## TASK REQUIREMENTS
Only the lines that hold "eyeglasses" should be in the answer, each copied from the data below.

(Data records)
○ ○ ○ ○ ○ ○ ○
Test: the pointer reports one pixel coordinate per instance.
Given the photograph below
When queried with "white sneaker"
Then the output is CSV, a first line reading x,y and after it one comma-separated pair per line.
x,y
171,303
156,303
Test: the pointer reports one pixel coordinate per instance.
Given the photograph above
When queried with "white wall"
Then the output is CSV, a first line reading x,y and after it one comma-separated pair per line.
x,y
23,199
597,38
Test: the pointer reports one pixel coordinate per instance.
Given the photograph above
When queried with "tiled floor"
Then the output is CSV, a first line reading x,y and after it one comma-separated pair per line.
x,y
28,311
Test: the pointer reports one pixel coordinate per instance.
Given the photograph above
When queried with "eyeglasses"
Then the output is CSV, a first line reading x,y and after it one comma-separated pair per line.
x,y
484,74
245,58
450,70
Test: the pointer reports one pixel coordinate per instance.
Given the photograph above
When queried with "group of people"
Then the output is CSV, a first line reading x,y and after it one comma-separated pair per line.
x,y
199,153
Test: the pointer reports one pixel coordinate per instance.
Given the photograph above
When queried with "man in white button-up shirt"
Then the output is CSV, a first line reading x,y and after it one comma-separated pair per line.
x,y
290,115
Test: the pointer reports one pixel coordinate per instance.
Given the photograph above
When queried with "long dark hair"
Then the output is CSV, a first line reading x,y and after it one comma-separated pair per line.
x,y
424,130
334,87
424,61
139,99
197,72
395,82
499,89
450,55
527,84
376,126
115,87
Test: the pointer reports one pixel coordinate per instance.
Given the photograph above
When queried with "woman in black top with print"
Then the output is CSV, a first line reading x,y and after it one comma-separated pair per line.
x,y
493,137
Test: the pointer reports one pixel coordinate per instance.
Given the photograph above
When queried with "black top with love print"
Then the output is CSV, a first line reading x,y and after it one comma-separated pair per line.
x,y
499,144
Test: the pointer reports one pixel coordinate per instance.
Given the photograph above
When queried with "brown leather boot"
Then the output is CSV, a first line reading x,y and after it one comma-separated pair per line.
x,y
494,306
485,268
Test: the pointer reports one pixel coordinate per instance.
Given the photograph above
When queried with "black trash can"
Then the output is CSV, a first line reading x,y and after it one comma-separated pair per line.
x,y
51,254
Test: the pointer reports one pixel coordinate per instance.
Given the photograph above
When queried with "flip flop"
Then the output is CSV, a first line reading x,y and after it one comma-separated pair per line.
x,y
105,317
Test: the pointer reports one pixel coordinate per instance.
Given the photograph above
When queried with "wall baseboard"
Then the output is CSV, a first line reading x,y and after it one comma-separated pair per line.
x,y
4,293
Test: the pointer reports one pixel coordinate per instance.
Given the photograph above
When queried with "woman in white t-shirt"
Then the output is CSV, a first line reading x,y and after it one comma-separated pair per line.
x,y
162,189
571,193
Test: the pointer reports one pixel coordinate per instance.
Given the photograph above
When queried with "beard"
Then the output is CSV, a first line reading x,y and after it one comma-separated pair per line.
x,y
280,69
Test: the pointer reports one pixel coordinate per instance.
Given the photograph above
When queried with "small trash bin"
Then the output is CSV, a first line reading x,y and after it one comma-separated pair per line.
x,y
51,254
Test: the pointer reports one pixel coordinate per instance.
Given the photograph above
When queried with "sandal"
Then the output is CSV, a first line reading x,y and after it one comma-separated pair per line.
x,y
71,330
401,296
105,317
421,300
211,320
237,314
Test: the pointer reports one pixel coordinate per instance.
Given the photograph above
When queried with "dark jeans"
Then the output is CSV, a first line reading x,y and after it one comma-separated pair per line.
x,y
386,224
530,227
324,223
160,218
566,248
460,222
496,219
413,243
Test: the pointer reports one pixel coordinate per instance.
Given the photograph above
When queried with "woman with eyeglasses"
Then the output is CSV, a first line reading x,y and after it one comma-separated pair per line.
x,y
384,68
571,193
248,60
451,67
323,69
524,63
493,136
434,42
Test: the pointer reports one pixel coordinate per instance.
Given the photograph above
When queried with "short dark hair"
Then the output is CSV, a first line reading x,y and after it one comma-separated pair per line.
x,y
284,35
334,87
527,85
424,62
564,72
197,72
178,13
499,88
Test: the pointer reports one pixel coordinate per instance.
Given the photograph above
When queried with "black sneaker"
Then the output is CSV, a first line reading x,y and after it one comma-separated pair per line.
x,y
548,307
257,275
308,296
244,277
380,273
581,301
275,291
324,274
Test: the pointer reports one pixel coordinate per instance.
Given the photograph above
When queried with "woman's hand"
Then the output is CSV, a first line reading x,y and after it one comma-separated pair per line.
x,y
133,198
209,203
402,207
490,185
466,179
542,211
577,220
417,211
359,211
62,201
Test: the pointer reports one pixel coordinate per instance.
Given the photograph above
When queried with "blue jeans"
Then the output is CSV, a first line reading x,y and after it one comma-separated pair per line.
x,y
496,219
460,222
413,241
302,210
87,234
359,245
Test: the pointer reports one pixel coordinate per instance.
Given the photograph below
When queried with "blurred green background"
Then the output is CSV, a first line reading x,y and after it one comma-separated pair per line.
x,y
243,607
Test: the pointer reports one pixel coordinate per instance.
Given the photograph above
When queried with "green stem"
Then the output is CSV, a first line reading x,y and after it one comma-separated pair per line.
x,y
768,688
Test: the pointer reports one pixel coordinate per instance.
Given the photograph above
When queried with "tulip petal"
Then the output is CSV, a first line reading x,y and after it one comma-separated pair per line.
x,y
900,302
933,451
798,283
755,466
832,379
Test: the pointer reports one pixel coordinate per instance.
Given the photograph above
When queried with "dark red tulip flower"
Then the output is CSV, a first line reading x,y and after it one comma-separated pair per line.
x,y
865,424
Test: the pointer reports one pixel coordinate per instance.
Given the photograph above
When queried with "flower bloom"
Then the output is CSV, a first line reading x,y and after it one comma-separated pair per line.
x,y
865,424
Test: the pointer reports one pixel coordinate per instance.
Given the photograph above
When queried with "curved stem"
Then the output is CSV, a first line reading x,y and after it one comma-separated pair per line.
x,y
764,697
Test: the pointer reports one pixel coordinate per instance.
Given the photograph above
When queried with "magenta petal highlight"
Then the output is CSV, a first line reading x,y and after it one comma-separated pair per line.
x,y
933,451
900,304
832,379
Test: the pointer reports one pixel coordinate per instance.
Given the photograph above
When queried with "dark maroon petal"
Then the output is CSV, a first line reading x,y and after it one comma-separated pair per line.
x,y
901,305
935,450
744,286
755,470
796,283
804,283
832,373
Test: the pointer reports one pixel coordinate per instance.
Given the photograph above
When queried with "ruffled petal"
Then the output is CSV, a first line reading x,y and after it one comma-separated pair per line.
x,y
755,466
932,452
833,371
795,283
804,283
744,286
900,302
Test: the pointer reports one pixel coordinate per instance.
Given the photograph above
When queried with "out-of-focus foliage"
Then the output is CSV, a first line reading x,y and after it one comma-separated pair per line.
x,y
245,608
○ ○ ○ ○ ○ ○ ○
## RESPONSE AREA
When queried with "eyeglasses"
When queried with "woman with eyeglasses"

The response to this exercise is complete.